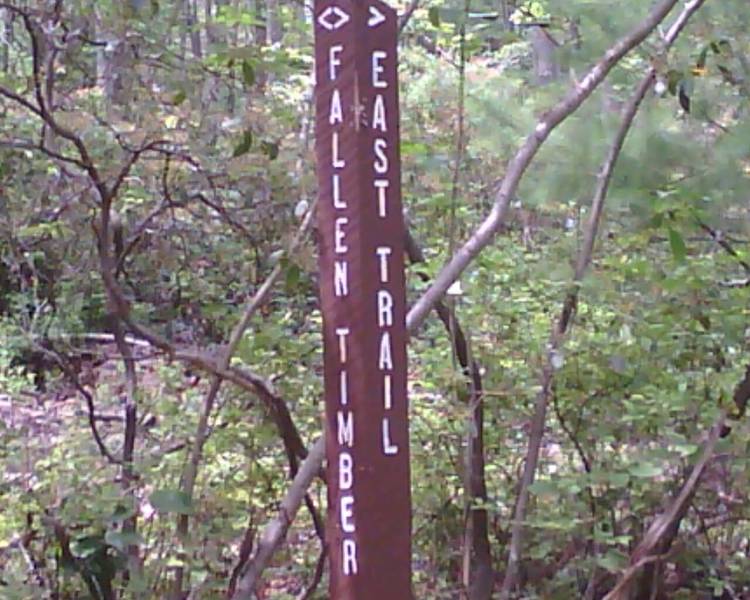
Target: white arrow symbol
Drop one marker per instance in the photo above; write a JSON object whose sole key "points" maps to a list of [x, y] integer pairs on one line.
{"points": [[325, 18], [376, 17]]}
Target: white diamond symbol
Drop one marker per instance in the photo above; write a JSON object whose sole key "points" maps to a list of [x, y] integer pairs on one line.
{"points": [[326, 18], [376, 17]]}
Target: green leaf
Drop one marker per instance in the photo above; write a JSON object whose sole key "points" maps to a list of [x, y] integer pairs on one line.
{"points": [[673, 80], [613, 561], [244, 145], [645, 470], [433, 14], [248, 73], [179, 98], [121, 540], [677, 244], [270, 149], [172, 501], [544, 488]]}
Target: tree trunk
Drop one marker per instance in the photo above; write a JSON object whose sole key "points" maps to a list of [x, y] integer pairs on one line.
{"points": [[546, 66]]}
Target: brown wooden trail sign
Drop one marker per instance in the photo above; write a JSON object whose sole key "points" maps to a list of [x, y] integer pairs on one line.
{"points": [[363, 300]]}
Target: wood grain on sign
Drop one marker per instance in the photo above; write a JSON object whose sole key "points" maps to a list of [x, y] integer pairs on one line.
{"points": [[362, 293]]}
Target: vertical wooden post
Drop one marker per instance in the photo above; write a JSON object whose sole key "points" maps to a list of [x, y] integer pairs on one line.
{"points": [[363, 300]]}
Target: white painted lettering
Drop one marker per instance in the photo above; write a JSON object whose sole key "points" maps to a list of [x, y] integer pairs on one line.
{"points": [[342, 332], [345, 428], [387, 393], [347, 513], [382, 185], [337, 201], [388, 448], [346, 471], [344, 388], [338, 162], [336, 114], [381, 160], [349, 557], [339, 234], [341, 278], [385, 308], [385, 359], [334, 60], [378, 114], [383, 253], [378, 69]]}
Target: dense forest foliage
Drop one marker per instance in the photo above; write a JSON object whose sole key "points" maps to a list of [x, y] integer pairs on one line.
{"points": [[575, 179]]}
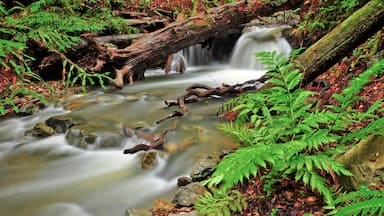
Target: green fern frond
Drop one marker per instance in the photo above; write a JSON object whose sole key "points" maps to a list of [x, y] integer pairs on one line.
{"points": [[243, 163], [374, 206], [220, 202]]}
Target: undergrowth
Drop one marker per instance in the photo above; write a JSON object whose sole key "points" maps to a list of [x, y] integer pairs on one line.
{"points": [[282, 132], [56, 26]]}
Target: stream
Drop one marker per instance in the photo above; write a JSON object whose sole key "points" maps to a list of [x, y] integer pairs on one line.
{"points": [[51, 176]]}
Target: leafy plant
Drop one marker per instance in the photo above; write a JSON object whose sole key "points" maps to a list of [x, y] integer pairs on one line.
{"points": [[286, 135], [221, 203], [54, 25], [365, 201]]}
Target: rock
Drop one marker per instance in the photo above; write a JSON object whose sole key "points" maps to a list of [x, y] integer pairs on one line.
{"points": [[41, 130], [182, 181], [86, 137], [148, 159], [28, 109], [62, 123], [138, 212], [162, 206], [366, 162], [186, 196], [192, 213], [204, 166]]}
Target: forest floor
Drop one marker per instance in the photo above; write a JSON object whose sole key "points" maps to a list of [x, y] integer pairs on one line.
{"points": [[289, 197]]}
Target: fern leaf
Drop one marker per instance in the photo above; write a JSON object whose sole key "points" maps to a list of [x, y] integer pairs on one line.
{"points": [[368, 207]]}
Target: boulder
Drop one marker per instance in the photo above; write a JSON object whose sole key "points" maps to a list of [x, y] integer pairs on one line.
{"points": [[41, 130], [204, 166], [186, 196], [63, 122], [138, 212], [366, 162]]}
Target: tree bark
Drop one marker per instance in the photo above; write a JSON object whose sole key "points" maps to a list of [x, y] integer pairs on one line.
{"points": [[342, 40], [156, 46]]}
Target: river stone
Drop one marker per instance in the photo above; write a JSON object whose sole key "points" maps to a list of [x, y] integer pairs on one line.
{"points": [[41, 130], [183, 180], [63, 122], [186, 196], [162, 206], [192, 213], [85, 137], [148, 160], [204, 166], [138, 212], [366, 162], [28, 109]]}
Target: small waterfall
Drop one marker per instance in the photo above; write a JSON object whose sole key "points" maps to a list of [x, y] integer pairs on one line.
{"points": [[198, 55], [176, 63], [258, 39]]}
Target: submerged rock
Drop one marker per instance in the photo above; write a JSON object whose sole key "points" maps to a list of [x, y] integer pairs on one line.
{"points": [[41, 130], [85, 137], [186, 196], [29, 109], [204, 166], [62, 123], [366, 162], [162, 206], [148, 159], [138, 212]]}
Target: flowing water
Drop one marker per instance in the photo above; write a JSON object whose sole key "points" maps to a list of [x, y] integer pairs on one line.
{"points": [[49, 176]]}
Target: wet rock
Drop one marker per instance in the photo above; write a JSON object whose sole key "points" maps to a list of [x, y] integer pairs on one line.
{"points": [[29, 109], [204, 166], [85, 137], [41, 130], [62, 123], [148, 160], [186, 196], [182, 181], [192, 213], [162, 206], [366, 162], [138, 212]]}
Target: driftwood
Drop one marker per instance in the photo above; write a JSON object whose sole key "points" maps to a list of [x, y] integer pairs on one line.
{"points": [[155, 142], [322, 55], [203, 91], [156, 46], [342, 40]]}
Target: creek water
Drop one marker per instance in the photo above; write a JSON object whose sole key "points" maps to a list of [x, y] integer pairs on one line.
{"points": [[49, 176]]}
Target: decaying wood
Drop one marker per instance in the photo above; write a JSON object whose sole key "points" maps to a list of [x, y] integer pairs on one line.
{"points": [[155, 143], [342, 40], [203, 91], [156, 46]]}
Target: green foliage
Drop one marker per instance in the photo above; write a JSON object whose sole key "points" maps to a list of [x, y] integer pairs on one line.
{"points": [[55, 25], [221, 203], [323, 14], [281, 131], [365, 201]]}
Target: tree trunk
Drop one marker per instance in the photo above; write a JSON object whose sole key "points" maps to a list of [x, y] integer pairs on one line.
{"points": [[156, 46], [342, 40]]}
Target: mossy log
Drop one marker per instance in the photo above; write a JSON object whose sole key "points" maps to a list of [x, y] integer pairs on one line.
{"points": [[156, 46], [342, 40]]}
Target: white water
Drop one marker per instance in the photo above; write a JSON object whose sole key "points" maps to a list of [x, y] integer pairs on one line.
{"points": [[48, 176], [258, 39]]}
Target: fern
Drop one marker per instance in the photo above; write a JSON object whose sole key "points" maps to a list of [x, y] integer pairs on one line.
{"points": [[365, 201], [280, 130], [220, 202]]}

┄┄┄┄┄┄┄┄┄┄

PROBLEM DESCRIPTION » Repeat exactly the lines above from the line that contains "Target: green foliage" through the end. Include both of these ends; leave out everything else.

ANSWER BELOW »
Target: green foliage
Drop one marker per instance in the photo above; write a JSON object whose sole key "points" maps to a list of [x, y] integer pairs on one line.
{"points": [[55, 25], [221, 203], [323, 14], [281, 131], [365, 201]]}
Target: tree trunk
Drop one marker per instance in the photo above; write a JSON object whose sole key "points" maps to a list of [x, y] integer pairs on one line.
{"points": [[156, 46], [342, 40]]}
Target: mossy log
Drop one marker per instance in the photo above; write a JSON object whose sole key "points" maps to a list of [x, y] integer pairs on one line.
{"points": [[156, 46], [342, 40]]}
Target: white water
Drop one marker per instance in the photo above; write a JSON object whose sole key "points" maps to a list of [x, y] integer pairs on one line.
{"points": [[48, 176], [258, 39]]}
Target: fern
Drop one marker per instance in the photo above; write a JSON object whose sole key "points" maps to a list of [x, y] integer pairs on one line.
{"points": [[365, 201], [280, 130], [220, 202]]}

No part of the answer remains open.